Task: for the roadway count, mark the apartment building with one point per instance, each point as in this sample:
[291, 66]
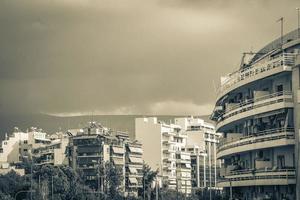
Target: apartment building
[163, 149]
[19, 144]
[257, 110]
[201, 142]
[133, 167]
[95, 145]
[54, 152]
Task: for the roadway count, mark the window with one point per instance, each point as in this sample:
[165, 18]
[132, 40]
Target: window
[280, 161]
[279, 88]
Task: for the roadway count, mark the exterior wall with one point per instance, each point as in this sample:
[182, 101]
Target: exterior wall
[260, 102]
[201, 136]
[149, 133]
[163, 146]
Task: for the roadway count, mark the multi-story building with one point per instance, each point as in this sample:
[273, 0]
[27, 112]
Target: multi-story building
[201, 143]
[163, 149]
[134, 167]
[19, 144]
[257, 110]
[92, 147]
[53, 153]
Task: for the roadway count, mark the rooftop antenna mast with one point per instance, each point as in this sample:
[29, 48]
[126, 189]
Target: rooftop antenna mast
[298, 22]
[281, 26]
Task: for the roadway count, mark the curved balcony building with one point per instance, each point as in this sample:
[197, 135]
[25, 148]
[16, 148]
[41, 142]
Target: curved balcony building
[257, 111]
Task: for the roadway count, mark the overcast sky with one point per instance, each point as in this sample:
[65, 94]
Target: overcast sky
[71, 57]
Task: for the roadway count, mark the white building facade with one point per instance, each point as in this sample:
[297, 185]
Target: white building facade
[257, 110]
[163, 149]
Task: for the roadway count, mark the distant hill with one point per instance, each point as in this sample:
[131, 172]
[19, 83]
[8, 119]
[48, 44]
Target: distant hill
[52, 124]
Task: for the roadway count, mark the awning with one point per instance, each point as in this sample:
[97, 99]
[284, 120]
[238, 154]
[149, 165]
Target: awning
[132, 170]
[267, 114]
[185, 157]
[118, 161]
[118, 150]
[133, 181]
[135, 159]
[135, 150]
[43, 139]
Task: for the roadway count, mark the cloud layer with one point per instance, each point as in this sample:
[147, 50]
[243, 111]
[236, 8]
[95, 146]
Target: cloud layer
[127, 56]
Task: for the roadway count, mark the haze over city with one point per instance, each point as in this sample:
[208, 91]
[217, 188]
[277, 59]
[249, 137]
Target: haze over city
[158, 57]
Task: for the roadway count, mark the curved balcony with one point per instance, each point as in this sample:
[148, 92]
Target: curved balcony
[261, 140]
[258, 178]
[251, 107]
[257, 71]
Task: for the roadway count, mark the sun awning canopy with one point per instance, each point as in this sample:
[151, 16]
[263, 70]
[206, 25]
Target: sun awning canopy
[133, 180]
[118, 161]
[135, 150]
[188, 165]
[118, 150]
[132, 170]
[267, 114]
[135, 159]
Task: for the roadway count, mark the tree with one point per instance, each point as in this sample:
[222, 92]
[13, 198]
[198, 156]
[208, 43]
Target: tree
[113, 180]
[148, 177]
[12, 182]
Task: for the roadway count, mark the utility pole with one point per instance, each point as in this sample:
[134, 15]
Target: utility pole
[144, 187]
[298, 22]
[156, 189]
[185, 190]
[281, 34]
[177, 187]
[230, 189]
[31, 178]
[52, 188]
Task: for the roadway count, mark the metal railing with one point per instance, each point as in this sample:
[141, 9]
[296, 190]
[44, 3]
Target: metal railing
[285, 59]
[259, 174]
[261, 136]
[250, 104]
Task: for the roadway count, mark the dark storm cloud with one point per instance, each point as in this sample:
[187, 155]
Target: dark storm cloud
[140, 57]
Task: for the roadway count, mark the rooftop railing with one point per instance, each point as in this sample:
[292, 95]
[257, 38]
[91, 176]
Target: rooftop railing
[285, 59]
[249, 104]
[259, 174]
[261, 136]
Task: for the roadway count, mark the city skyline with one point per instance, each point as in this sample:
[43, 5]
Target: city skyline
[132, 57]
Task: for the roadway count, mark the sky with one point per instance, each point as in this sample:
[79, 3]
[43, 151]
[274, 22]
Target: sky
[159, 57]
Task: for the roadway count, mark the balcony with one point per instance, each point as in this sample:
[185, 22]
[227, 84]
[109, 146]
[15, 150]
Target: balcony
[256, 71]
[258, 178]
[263, 139]
[251, 107]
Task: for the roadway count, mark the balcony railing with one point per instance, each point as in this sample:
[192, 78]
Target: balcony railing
[244, 175]
[261, 136]
[285, 59]
[250, 104]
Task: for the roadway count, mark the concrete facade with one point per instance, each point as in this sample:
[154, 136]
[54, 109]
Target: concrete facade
[257, 110]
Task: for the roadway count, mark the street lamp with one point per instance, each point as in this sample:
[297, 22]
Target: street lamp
[298, 23]
[22, 191]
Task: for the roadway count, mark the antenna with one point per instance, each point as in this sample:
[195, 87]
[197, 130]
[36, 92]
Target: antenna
[281, 36]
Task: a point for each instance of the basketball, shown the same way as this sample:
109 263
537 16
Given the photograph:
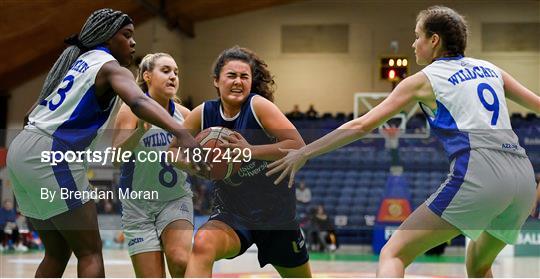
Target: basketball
223 161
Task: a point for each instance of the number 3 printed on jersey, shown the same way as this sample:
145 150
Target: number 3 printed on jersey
62 92
494 107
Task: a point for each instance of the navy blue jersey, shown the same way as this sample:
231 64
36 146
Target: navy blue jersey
250 194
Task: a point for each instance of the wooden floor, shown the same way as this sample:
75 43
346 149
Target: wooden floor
117 264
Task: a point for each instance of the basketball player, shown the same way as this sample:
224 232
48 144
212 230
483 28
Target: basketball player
74 105
490 189
248 208
163 225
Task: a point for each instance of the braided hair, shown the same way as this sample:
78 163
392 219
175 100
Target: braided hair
99 28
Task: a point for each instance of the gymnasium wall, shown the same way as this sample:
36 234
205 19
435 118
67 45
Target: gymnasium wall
325 79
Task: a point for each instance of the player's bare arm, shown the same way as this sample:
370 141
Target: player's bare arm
520 94
274 123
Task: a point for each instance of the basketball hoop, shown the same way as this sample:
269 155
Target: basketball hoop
391 134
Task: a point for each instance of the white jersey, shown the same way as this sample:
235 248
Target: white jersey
71 114
471 106
156 175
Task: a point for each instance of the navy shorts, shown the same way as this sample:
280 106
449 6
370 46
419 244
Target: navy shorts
284 247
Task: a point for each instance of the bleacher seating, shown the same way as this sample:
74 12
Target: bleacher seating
350 181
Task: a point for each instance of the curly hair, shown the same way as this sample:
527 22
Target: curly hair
449 25
262 82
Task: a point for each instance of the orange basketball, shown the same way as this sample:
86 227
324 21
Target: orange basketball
224 163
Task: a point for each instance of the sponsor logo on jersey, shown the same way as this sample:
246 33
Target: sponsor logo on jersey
135 241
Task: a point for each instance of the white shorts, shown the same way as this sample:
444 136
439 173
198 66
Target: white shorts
486 190
38 186
143 221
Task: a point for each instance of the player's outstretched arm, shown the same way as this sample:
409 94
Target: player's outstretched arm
520 94
123 83
274 123
128 129
408 90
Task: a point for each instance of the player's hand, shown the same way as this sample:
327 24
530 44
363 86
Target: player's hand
196 162
143 125
288 165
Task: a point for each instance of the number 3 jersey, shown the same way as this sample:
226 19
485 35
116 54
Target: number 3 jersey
149 171
471 106
71 114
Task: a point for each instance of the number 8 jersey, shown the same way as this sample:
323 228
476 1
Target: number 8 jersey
71 114
471 106
146 172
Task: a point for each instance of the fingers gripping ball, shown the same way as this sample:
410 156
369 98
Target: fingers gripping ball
224 162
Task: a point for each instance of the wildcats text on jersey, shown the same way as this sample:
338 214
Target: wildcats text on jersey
158 139
468 74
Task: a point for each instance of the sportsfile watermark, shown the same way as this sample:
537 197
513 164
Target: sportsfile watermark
118 155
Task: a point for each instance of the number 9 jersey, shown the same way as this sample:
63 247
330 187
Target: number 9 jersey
471 106
71 114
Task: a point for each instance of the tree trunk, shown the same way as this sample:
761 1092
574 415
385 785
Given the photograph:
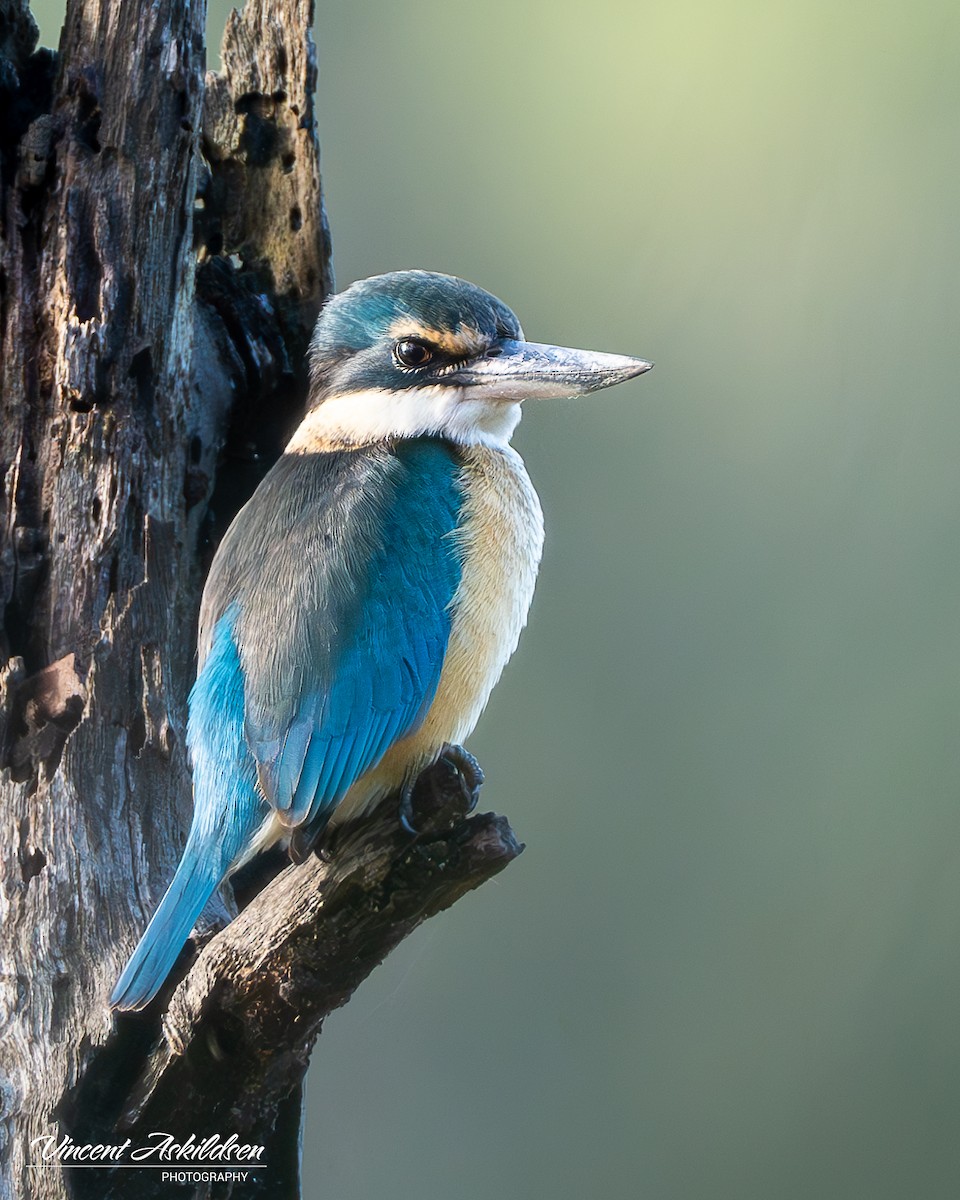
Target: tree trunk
163 255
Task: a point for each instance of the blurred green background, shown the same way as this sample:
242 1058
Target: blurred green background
727 966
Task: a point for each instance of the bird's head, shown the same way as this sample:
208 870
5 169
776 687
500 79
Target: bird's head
415 353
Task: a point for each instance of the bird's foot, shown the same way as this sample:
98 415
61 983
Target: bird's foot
443 793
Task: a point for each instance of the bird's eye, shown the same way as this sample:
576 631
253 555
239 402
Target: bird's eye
411 353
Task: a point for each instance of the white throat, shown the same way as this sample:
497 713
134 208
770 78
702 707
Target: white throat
358 418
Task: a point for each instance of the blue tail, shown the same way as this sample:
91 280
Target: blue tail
195 882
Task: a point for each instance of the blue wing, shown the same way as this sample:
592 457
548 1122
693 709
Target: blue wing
343 628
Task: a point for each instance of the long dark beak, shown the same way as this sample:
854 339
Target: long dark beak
531 371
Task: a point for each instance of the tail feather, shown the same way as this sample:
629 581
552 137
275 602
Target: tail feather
192 886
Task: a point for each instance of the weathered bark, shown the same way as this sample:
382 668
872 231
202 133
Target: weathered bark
163 255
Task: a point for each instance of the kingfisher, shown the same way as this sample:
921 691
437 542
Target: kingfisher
365 600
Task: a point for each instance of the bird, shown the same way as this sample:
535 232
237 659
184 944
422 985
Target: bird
363 604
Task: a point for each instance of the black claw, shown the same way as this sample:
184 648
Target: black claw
442 795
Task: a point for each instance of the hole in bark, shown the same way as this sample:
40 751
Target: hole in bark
31 864
137 737
225 1037
142 373
88 123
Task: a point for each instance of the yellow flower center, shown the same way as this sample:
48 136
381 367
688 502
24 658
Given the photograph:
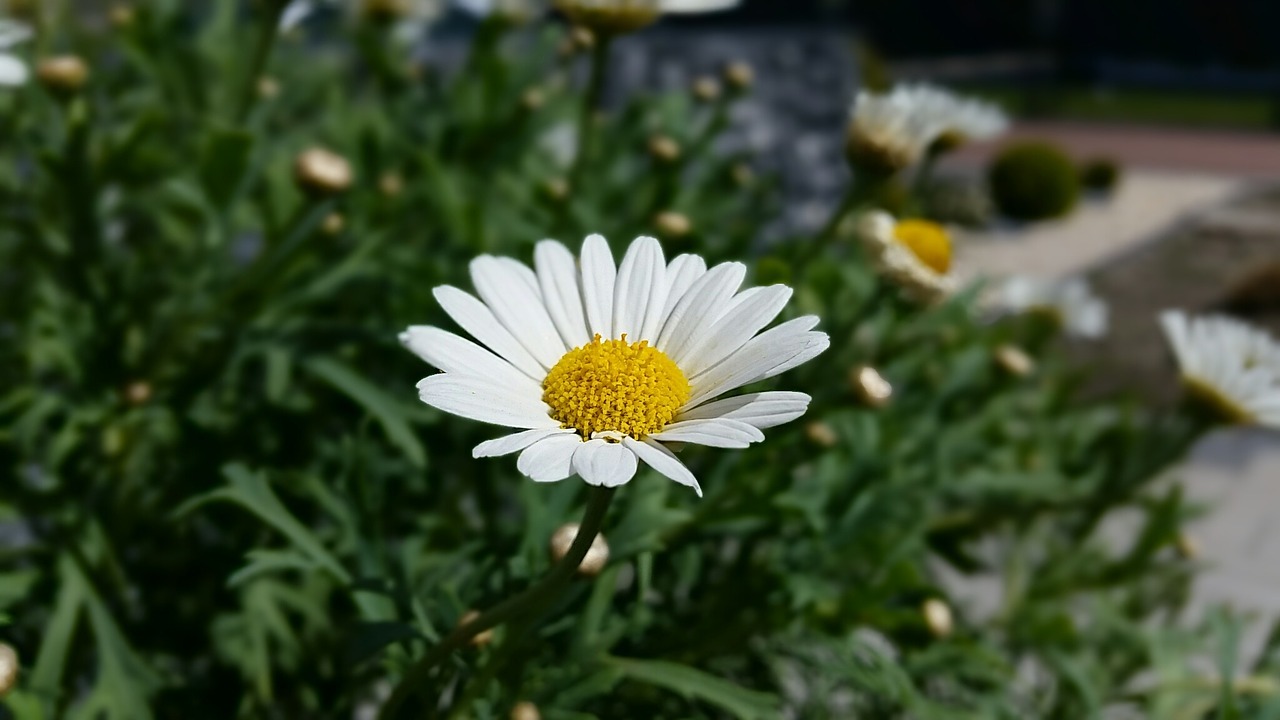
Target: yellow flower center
928 241
616 386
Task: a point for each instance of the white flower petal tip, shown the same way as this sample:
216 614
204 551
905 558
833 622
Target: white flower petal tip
1230 367
606 464
1070 302
599 365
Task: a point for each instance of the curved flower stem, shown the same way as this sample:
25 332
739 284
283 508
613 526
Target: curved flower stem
269 31
529 601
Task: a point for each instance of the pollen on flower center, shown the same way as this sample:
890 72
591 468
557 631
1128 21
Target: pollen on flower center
927 241
615 386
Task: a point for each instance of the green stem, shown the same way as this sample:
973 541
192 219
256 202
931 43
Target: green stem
529 601
590 104
268 32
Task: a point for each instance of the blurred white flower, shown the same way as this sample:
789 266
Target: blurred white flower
602 365
1230 365
887 131
13 69
1070 301
914 254
955 119
560 142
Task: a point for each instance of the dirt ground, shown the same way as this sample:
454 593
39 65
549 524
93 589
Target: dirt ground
1224 261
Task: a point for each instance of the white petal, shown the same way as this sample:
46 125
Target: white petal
557 276
598 278
511 291
458 355
661 459
768 354
640 292
293 14
13 32
475 317
699 309
602 463
717 432
484 401
13 72
681 274
748 314
549 460
516 442
762 409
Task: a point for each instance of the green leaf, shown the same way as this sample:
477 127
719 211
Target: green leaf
224 164
252 492
695 684
384 408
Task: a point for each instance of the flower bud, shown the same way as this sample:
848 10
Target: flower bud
556 190
268 87
663 149
1014 361
137 392
481 638
1187 547
707 90
8 669
597 556
937 616
391 185
321 172
672 224
533 99
333 223
871 387
525 711
821 434
63 73
739 76
122 16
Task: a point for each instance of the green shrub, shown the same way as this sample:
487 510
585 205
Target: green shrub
1100 174
1033 181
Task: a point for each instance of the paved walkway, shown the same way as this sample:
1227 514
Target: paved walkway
1173 178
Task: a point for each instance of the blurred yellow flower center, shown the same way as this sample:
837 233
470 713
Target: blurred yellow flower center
928 241
618 386
1217 402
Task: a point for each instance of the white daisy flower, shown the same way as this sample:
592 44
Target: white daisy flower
955 119
602 365
1070 301
914 254
1228 364
13 69
887 131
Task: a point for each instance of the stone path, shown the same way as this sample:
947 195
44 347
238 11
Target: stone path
1187 219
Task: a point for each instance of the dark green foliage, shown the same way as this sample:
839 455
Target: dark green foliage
1100 174
1033 181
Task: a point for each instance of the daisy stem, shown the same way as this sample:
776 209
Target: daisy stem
592 103
517 606
269 31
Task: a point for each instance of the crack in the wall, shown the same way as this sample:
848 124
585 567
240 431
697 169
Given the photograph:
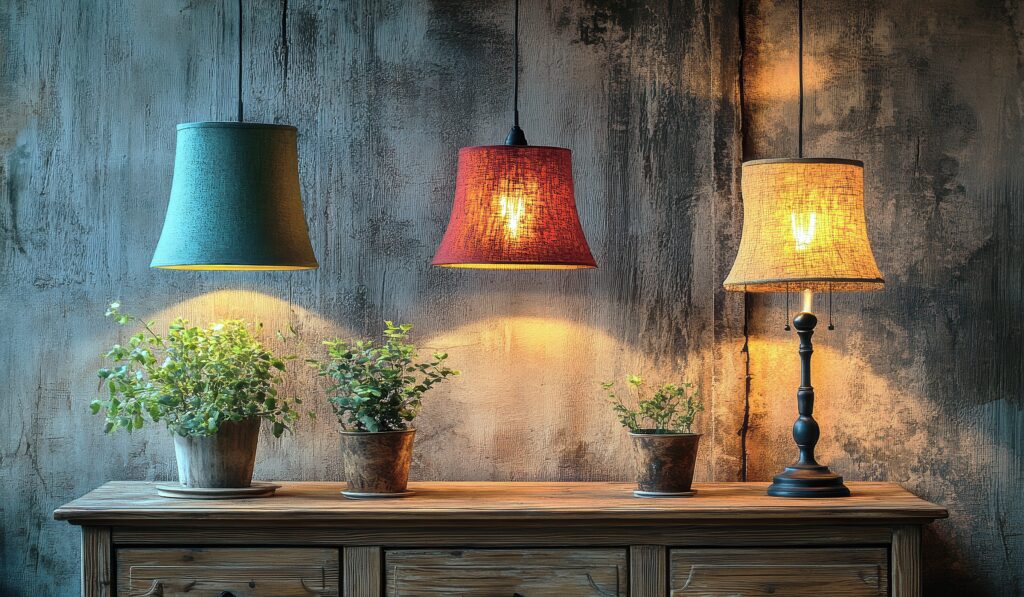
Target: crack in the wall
744 427
284 41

++++

** EXERCISE REQUIREMENTS **
Please scale every line in the stretch from the line containing "Task: a point for each instance of the white petal, shown" through the end of the entries, both ends included: reproduce the requests unchanged, including their sample points, and multiply each point coordinate in the answers by 2, rounding to a whole number with halves rounded up. Leave the pictures out of your answer.

** EXPECTED ANSWER **
Task: a point for each instance of the white petal, shown the same way as this sample:
46 125
Target: white petal
1114 552
1196 556
1022 582
916 710
1322 918
1536 708
1280 584
586 28
26 64
950 634
1398 618
1204 926
1434 864
968 802
26 144
1362 548
1496 628
1098 920
1032 884
1524 818
Task: a point for each instance of the green leaf, shown the same way as this sample:
477 127
719 211
Target: green leaf
448 328
504 984
1390 1368
768 816
Task: a point for each instance of the flower bud, shown the same way as this sample:
848 10
Target: flower bud
1112 380
536 174
1326 298
2028 722
274 784
962 1276
2374 1094
1414 180
16 1338
1194 1112
1874 1232
782 370
642 344
1344 448
1066 198
666 446
1742 774
1050 1422
1642 868
126 146
1478 152
244 32
Task: a point for each instance of the green shrub, shown the same way as this sample:
487 510
585 205
Target: green shrub
2200 348
2066 362
Task: a point for each instance of the paved walkway, shown the same way as this sample:
1227 514
Target: paved walkway
2346 356
Task: a point for each instance of the blurred yellow flower center, shown the same way as this sample:
837 233
470 713
Target: blurred yellow flower center
1856 482
1236 772
2434 804
Task: a point for each instance of the white daisy flower, shown the same way as this sample:
592 44
Target: white daisy flower
1910 238
1204 730
2140 602
1828 508
2456 728
26 138
1774 262
Task: a point for each instance of the stone path, shown the same way as this sample:
947 195
44 347
238 11
Target: stone path
2374 438
Task: a point for each instance of the dark green foliage, shown the same way as this sample:
839 455
Target: dark green foliage
2200 348
2066 362
Task: a point for each instance of the daisy stem, shown the same way as this sample:
776 209
Target: daisy stem
1184 206
1034 1212
538 62
Task: a point for each instance of the crack in the wall, shown the same way as this sample:
848 124
585 567
240 431
697 169
Given the photograph:
Target: crack in the wall
1488 854
568 82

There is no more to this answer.